Rewrite the material below, changing "windshield wiper" to "wiper blade" everywhere and keeping everything else the same, and leave out the picture.
+++ MATERIAL FOR THIS EXERCISE +++
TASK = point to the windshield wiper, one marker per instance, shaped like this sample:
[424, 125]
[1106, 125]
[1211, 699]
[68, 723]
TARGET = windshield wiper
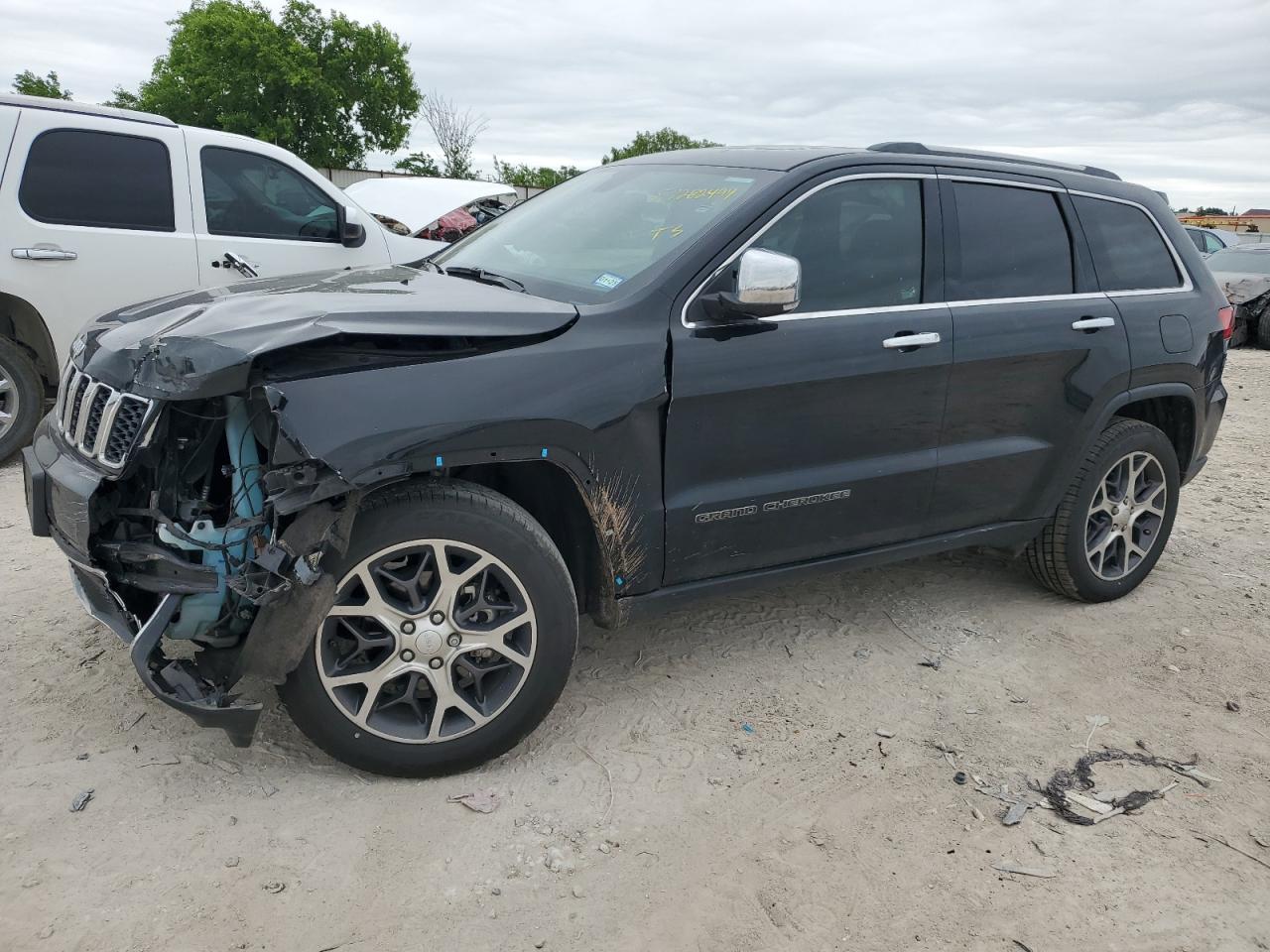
+++
## CORRECT ANSWER
TASK = point to the wiper blade, one marker per instance, shaped like this sample:
[424, 125]
[1106, 125]
[1211, 699]
[68, 723]
TARGET = wiper blade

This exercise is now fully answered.